━━ PROVIDED MATERIAL

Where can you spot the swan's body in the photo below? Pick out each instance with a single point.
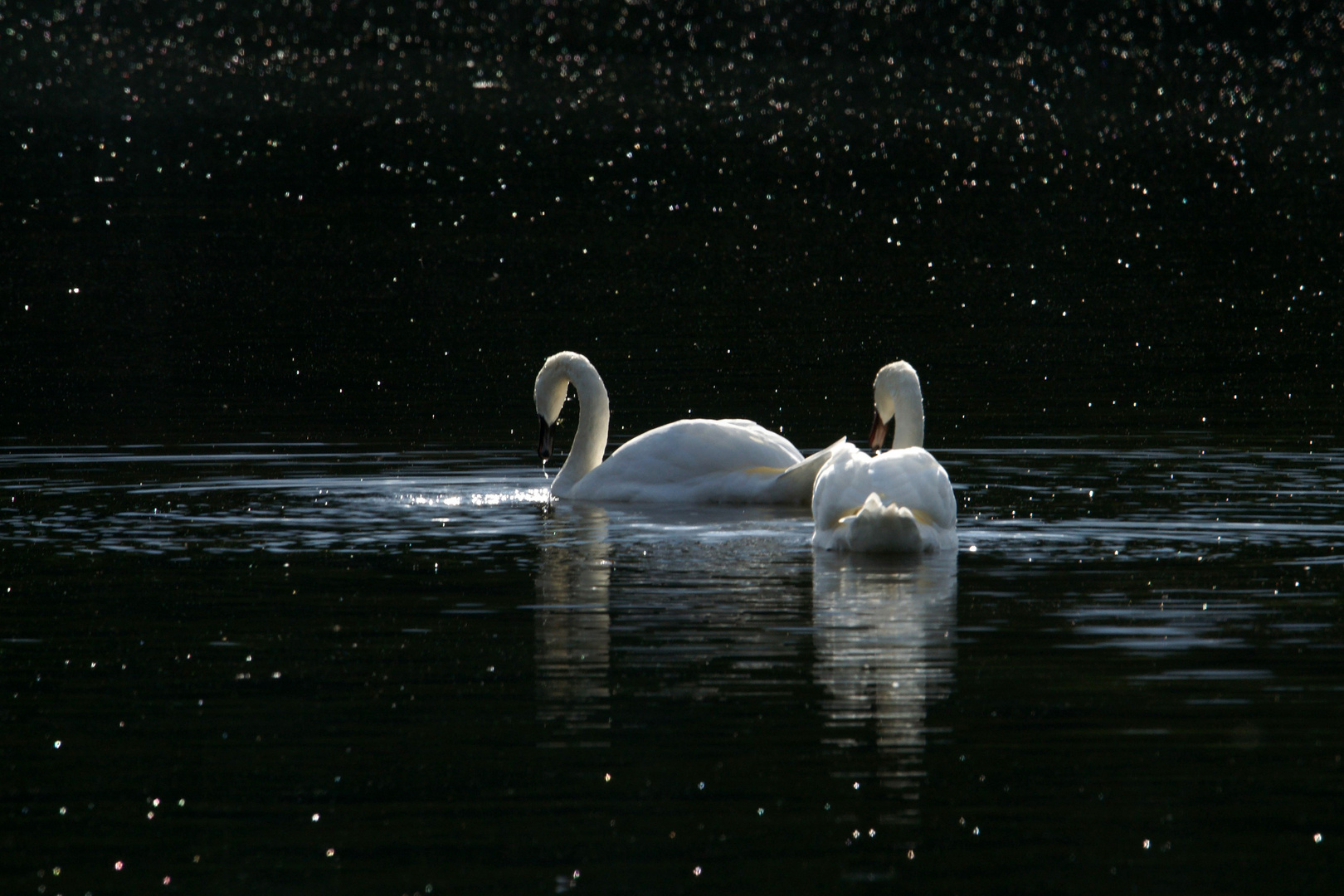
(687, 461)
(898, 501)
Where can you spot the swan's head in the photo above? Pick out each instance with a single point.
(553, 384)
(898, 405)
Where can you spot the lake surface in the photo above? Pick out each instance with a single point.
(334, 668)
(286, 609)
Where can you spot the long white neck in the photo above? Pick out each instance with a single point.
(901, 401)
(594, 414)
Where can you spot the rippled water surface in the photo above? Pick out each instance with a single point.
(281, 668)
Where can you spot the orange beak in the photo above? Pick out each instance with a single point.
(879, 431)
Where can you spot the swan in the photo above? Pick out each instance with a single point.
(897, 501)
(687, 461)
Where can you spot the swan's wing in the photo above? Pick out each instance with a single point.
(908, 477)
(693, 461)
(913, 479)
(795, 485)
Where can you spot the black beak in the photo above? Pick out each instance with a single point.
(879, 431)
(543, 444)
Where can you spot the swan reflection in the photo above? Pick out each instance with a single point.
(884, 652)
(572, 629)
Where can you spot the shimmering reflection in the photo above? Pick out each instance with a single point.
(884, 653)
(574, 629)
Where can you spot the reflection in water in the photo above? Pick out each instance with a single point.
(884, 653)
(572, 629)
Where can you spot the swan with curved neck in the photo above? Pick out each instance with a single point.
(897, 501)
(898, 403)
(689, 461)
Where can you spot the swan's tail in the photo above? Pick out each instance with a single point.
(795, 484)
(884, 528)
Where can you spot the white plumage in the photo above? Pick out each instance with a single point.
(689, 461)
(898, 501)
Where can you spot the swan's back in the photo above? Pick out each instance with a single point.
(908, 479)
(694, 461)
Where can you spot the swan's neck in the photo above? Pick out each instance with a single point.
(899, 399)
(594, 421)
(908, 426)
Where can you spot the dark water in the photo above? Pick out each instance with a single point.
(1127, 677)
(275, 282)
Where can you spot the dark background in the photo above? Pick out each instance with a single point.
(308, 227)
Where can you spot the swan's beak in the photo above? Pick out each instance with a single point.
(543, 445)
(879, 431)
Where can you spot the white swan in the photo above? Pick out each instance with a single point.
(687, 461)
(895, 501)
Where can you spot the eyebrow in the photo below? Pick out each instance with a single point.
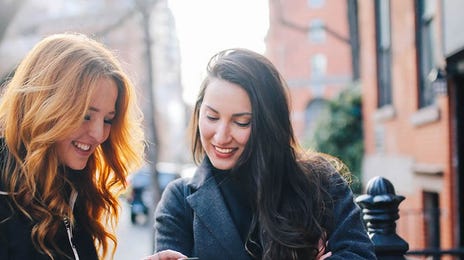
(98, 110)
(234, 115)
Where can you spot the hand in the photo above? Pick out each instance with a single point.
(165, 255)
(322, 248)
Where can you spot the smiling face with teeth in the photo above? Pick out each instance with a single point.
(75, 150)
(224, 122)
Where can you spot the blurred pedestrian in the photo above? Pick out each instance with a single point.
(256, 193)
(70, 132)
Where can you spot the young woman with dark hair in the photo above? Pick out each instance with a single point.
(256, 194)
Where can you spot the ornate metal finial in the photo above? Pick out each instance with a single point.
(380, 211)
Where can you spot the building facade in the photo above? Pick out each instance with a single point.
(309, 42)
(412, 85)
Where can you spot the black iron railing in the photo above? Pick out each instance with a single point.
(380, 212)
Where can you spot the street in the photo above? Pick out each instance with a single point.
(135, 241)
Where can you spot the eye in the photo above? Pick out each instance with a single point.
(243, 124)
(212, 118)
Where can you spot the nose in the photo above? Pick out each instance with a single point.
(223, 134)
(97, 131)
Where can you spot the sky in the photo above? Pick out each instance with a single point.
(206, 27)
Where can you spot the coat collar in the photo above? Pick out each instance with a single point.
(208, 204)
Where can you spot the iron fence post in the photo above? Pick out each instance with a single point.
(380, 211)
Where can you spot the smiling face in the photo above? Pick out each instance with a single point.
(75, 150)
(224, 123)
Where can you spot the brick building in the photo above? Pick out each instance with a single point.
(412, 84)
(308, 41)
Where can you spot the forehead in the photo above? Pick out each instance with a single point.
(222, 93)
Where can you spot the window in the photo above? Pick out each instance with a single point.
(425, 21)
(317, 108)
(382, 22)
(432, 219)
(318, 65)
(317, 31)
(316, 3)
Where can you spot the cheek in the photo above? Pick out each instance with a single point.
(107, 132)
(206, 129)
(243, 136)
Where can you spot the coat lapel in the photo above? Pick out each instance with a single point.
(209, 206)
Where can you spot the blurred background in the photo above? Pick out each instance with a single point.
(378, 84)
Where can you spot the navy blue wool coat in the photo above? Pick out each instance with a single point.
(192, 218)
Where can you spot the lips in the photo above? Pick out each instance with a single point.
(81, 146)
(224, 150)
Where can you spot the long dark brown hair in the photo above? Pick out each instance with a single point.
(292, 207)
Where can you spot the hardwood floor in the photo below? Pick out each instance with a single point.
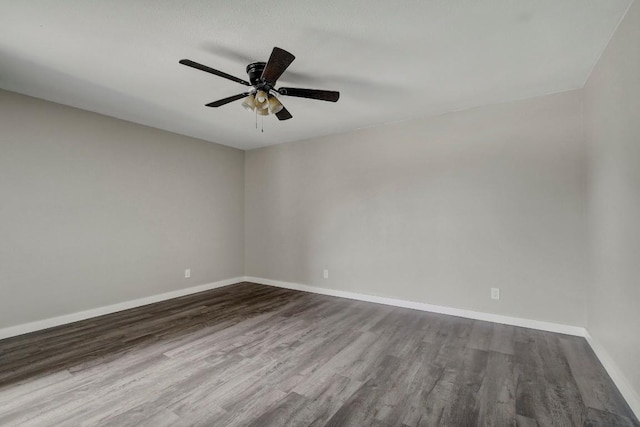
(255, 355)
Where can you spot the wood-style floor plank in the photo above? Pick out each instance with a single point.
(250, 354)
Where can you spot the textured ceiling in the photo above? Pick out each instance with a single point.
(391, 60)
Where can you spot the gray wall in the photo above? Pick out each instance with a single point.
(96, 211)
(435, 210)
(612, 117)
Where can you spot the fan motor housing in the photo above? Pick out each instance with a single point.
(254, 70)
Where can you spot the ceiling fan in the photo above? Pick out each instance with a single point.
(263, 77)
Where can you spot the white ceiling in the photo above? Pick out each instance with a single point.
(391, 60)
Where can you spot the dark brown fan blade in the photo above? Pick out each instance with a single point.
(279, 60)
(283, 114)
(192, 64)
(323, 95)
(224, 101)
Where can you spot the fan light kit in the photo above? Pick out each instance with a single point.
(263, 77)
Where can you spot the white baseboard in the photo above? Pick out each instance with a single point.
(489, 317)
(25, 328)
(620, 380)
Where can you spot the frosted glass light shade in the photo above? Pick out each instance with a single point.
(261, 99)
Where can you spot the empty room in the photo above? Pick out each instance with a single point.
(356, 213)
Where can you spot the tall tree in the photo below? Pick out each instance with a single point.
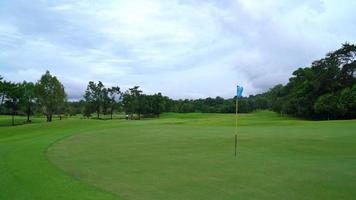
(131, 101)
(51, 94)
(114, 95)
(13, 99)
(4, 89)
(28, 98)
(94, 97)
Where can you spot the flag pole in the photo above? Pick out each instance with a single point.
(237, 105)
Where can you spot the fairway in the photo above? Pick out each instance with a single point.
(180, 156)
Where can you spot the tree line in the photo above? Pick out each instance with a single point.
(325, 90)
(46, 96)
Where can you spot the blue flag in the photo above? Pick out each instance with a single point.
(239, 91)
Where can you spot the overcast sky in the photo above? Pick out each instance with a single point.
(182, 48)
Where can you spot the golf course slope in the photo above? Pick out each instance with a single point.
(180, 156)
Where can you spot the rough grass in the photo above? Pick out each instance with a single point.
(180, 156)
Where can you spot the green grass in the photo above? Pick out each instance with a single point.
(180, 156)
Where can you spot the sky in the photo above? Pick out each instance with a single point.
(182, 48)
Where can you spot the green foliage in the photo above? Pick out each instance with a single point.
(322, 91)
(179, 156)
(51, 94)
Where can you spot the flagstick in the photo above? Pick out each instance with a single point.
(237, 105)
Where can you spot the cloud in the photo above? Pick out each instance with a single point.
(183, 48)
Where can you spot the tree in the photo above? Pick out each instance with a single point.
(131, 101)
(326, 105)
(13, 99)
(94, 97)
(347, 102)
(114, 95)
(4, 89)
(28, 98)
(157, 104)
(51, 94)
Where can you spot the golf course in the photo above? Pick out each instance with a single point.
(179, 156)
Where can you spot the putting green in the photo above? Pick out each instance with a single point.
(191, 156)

━━━━
━━ PROVIDED MATERIAL

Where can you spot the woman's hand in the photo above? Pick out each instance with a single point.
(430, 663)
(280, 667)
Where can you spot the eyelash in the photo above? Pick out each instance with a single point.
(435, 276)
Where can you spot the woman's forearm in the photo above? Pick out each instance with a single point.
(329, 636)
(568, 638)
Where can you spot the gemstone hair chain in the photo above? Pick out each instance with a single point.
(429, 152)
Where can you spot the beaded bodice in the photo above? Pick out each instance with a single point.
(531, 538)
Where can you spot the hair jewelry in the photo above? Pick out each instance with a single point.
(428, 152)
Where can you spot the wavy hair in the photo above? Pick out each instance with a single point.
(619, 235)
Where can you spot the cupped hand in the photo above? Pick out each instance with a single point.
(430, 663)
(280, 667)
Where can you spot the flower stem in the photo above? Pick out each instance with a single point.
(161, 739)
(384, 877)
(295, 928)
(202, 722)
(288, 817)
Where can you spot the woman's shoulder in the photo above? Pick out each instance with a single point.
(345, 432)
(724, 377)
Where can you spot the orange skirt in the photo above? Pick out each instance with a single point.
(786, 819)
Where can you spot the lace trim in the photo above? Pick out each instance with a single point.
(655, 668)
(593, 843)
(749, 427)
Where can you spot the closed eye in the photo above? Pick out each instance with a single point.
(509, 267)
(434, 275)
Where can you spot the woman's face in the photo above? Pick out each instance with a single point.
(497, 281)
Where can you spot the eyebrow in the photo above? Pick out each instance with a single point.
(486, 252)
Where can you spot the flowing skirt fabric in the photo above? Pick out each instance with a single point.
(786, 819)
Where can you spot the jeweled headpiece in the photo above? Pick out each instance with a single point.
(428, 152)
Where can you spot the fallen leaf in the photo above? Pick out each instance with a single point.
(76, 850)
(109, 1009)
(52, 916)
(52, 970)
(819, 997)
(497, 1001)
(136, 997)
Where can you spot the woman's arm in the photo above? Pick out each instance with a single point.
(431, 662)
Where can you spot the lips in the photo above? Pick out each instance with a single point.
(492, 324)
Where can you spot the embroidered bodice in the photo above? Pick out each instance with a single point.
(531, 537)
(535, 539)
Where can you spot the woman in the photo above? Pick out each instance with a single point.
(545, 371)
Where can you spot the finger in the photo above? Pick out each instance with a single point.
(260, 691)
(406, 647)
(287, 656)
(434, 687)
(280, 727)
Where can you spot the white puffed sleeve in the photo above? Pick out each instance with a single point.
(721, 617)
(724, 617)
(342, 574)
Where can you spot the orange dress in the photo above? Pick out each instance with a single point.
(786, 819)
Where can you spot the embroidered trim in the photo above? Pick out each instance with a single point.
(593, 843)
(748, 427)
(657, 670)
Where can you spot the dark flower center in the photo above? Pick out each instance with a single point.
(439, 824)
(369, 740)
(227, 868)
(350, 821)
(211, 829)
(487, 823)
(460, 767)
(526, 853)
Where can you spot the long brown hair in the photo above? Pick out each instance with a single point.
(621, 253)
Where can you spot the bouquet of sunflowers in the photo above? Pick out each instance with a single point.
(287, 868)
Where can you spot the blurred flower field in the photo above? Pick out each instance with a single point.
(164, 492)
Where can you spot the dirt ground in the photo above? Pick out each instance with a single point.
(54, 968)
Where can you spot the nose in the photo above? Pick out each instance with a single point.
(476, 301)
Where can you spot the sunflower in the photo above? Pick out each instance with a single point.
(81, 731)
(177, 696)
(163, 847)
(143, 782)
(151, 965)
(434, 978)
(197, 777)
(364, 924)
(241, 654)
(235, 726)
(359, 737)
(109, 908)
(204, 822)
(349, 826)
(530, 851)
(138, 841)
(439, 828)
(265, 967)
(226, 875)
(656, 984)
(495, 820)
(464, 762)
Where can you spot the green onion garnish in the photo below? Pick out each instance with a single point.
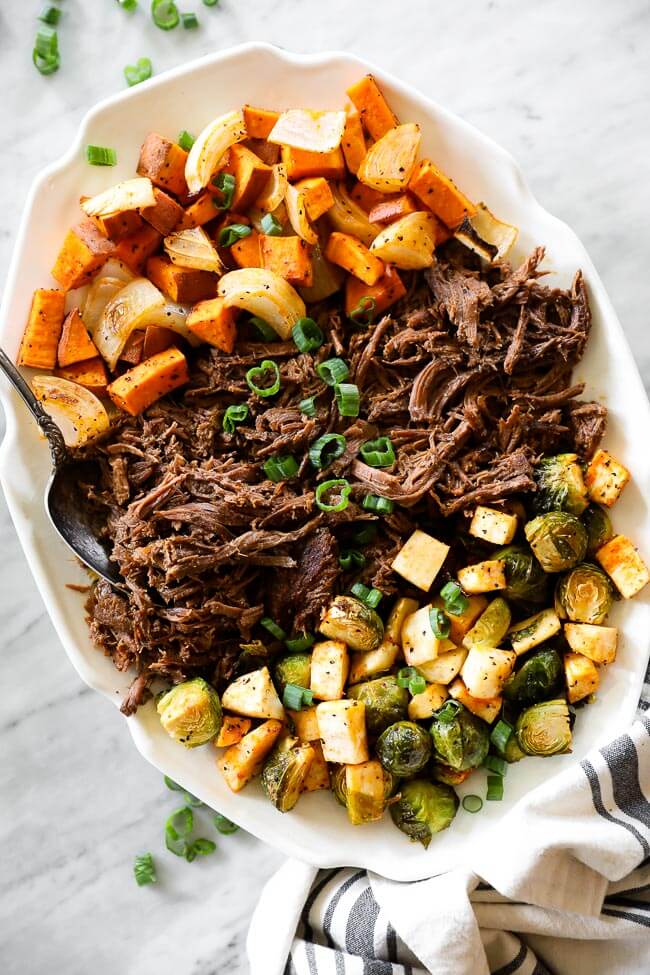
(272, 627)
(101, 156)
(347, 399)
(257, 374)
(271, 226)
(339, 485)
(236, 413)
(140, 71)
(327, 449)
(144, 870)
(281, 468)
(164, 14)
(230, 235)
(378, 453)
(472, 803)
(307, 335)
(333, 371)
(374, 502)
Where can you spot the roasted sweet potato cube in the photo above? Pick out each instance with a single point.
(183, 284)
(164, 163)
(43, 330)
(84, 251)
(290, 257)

━━━━
━━ PROVIDED MATERIAL

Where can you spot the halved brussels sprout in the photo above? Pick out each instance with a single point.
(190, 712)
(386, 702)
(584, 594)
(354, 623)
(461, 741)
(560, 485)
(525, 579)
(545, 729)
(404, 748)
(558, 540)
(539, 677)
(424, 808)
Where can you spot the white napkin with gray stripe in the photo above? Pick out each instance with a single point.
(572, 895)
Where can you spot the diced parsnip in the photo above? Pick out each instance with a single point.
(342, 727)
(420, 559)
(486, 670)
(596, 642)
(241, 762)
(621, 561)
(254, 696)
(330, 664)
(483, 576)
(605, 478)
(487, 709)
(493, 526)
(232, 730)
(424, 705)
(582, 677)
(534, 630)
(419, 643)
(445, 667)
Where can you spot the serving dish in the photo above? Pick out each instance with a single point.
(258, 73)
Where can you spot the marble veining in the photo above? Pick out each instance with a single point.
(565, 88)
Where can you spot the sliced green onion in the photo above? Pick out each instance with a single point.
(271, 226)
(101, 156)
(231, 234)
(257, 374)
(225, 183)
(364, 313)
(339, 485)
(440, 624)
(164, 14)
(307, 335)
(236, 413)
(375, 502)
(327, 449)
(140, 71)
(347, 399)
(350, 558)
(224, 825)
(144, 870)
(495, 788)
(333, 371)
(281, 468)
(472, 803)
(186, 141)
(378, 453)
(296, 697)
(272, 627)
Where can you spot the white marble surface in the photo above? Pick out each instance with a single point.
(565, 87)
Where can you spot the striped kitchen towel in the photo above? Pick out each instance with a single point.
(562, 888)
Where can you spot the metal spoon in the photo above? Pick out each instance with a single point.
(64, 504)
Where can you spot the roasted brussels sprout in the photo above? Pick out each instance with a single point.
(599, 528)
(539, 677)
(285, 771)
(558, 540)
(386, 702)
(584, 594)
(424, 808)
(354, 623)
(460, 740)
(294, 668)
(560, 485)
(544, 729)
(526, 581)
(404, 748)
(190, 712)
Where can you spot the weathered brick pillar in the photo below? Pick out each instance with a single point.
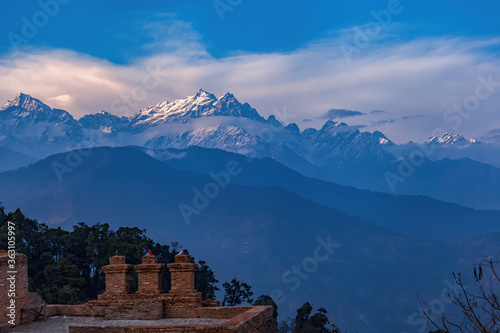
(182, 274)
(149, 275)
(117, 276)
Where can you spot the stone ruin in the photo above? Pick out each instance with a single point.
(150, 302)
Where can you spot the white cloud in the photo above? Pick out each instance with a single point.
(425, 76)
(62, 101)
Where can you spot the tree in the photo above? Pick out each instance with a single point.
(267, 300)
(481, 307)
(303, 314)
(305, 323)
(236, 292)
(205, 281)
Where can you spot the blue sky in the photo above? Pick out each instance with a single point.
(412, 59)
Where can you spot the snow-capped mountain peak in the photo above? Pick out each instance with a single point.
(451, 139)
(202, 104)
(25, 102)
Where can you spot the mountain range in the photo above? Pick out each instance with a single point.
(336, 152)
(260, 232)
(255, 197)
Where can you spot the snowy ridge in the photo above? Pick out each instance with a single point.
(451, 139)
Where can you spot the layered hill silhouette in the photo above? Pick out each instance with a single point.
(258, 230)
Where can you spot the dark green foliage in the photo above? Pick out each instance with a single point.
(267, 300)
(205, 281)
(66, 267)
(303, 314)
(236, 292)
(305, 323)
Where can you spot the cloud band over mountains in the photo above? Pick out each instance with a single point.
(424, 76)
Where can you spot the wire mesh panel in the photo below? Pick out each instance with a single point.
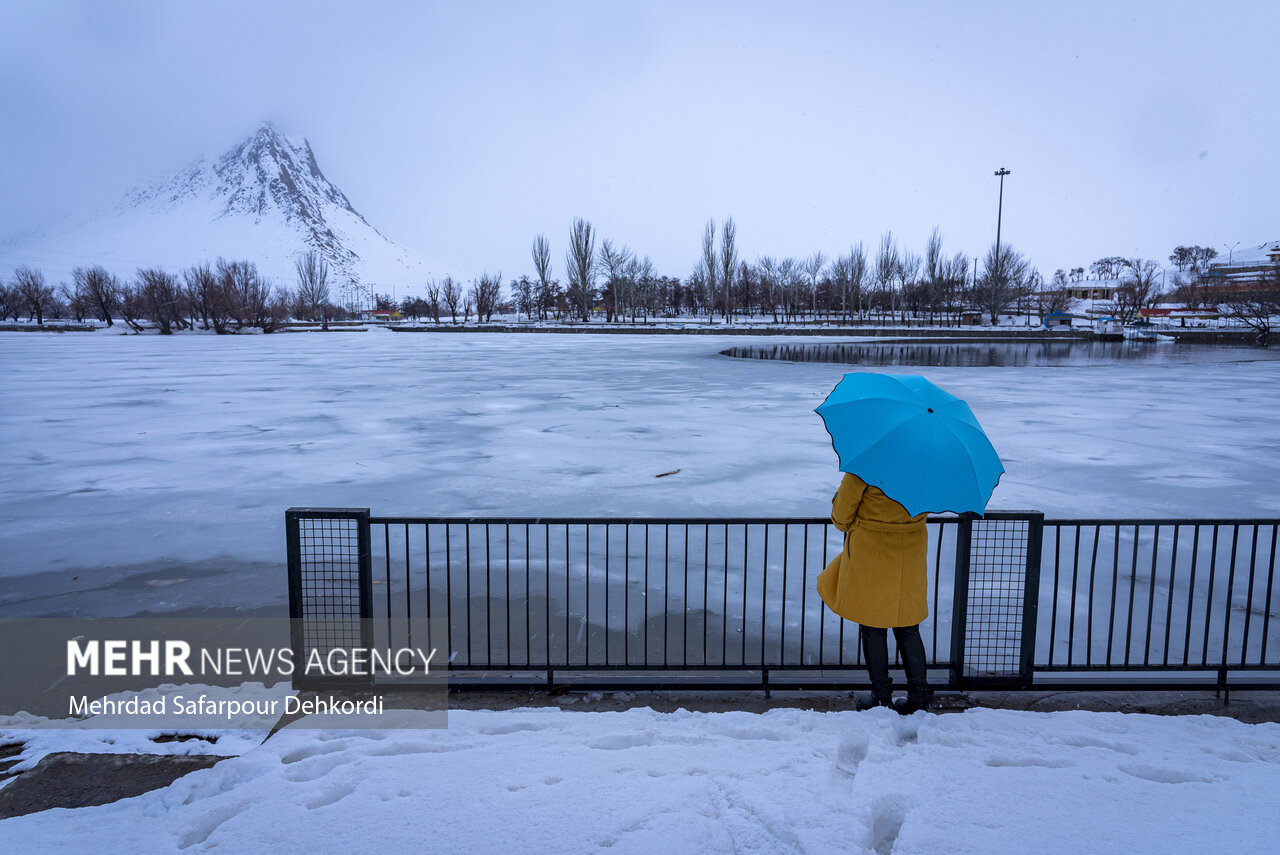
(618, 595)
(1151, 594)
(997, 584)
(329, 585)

━━━━

• [SET TASK] Show every line of the material above that contains the string "light", matching case exactly.

• [THE COMPLETED TASK]
Where can you spot the fan light kit in the photo above? Pick out each instance with a single point.
Where can you spot the frosted glass light shade in the photo above? Pick out each instance with a single point.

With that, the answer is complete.